_What to work on_:
1/ From the triangle vector problem below, list each mid-point it names along with the side of triangle ABC on which that point lies.
2/ Reproduce the triangle vector problem below, copying everything from "If D, E, F are" down to "and C, respectively.".

_Passage given_:
━━━━
Question

If D, E, F are mid-points of the sides BC, CA and AB respectively of $∆ABC,\mathrm{then}\overrightarrow{AD}+\overrightarrow{BE}+\overrightarrow{CF}=\_\_\_\_\_\_\_\_\_\_\_\_\_\_\_\_\_\_\_\_\_\_.$

Answer 1

Given:
D, E, F are mid-points of the sides BC, CA and AB respectively


Let $\overrightarrow{a},\overrightarrow{b}\mathrm{and}\overrightarrow{c}$ are the position vectors of A, B and C, respectively.
━━━━
_Source material_:
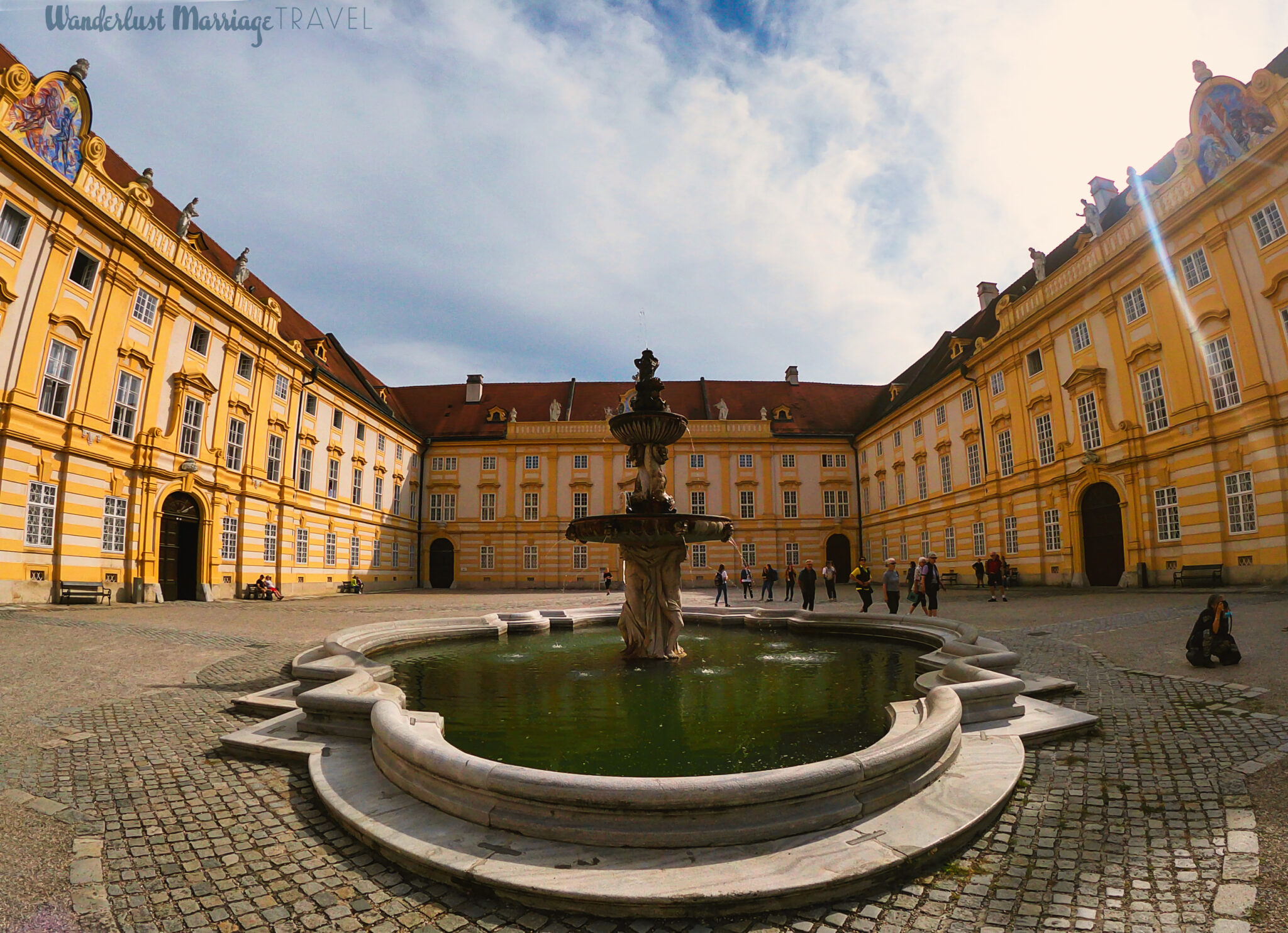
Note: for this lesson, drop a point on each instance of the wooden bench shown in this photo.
(67, 590)
(1203, 573)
━━━━
_Per-task answers_:
1/
D, on side BC
E, on side CA
F, on side AB

2/
If D, E, F are mid-points of the sides BC, CA and AB respectively of $∆ABC,\mathrm{then}\overrightarrow{AD}+\overrightarrow{BE}+\overrightarrow{CF}=\_\_\_\_\_\_\_\_\_\_\_\_\_\_\_\_\_\_\_\_\_\_.$

Answer 1

Given:
D, E, F are mid-points of the sides BC, CA and AB respectively


Let $\overrightarrow{a},\overrightarrow{b}\mathrm{and}\overrightarrow{c}$ are the position vectors of A, B and C, respectively.